THE PROBLEM:
Determine which lines of the records include the word "baseboard", and copy them.

RECORDS SUPPLIED section start

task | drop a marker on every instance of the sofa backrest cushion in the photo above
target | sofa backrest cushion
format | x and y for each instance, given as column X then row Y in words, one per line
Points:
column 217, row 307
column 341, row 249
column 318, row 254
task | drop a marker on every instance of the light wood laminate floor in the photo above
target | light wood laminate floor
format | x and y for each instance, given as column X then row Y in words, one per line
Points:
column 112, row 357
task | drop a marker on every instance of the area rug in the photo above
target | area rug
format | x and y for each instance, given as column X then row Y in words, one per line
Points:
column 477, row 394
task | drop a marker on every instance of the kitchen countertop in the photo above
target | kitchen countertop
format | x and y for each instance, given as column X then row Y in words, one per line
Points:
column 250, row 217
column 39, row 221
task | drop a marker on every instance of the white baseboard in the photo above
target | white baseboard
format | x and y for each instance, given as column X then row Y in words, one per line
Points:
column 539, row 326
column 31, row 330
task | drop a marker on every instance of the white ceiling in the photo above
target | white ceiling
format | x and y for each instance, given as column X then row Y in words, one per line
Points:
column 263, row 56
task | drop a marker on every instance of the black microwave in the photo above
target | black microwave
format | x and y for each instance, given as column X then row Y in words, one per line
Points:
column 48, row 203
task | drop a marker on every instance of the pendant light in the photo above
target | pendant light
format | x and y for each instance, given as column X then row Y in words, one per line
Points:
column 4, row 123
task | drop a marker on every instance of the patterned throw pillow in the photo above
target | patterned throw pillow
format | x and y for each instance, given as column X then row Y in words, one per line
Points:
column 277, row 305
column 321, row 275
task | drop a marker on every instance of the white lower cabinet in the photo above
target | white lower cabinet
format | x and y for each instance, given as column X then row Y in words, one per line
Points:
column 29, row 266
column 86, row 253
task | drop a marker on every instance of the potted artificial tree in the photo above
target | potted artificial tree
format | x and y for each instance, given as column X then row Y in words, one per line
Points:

RECORDS SUPPLIED section end

TASK ANSWER:
task | drop a marker on every instance of the white baseboard in the photo above
target | white baseboard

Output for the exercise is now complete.